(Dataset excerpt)
==*==

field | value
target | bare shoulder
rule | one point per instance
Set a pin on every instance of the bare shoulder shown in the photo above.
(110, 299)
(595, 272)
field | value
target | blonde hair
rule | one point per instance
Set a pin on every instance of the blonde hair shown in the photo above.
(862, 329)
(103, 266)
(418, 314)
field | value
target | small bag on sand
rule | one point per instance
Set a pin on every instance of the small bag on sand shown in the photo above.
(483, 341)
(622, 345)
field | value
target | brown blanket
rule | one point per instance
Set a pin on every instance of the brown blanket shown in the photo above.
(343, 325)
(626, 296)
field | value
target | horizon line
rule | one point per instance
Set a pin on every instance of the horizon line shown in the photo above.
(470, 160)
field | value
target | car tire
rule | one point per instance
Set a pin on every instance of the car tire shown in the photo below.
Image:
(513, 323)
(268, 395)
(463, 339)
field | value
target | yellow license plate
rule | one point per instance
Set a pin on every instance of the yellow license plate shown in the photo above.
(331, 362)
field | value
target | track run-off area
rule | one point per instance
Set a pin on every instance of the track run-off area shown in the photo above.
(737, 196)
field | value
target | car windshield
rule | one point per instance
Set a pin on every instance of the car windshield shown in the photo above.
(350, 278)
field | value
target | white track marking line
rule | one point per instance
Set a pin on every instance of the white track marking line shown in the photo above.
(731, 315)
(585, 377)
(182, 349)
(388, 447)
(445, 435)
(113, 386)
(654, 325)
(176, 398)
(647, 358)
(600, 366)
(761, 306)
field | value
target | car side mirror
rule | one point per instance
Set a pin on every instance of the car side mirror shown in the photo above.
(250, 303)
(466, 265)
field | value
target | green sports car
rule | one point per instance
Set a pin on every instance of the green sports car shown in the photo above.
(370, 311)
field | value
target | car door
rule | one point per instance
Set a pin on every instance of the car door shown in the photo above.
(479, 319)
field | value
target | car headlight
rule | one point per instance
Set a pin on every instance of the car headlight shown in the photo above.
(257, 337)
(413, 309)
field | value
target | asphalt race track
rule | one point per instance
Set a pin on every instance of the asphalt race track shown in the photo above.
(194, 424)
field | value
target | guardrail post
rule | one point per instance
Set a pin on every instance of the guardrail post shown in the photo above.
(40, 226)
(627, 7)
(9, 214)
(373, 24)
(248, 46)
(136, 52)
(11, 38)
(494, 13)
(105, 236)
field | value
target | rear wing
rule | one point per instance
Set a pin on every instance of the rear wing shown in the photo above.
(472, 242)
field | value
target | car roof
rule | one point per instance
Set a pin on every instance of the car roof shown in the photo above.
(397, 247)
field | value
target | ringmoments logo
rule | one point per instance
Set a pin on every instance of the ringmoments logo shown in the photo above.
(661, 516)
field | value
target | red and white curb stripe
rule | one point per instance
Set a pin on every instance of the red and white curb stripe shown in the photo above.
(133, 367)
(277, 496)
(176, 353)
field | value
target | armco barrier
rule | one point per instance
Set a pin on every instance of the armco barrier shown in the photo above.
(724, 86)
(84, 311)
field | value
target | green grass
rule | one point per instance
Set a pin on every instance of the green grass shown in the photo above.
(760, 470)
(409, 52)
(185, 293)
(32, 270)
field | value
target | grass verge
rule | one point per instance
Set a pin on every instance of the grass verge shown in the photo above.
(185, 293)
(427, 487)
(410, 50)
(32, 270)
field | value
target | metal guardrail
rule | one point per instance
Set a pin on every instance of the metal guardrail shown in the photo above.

==*==

> [Your task] Pick out every line in the entries above that contains the word "yellow", and copy each one. Case counts.

> [Result below]
target | yellow license plate
Set a pin on every instance of the yellow license plate shown in the photo above.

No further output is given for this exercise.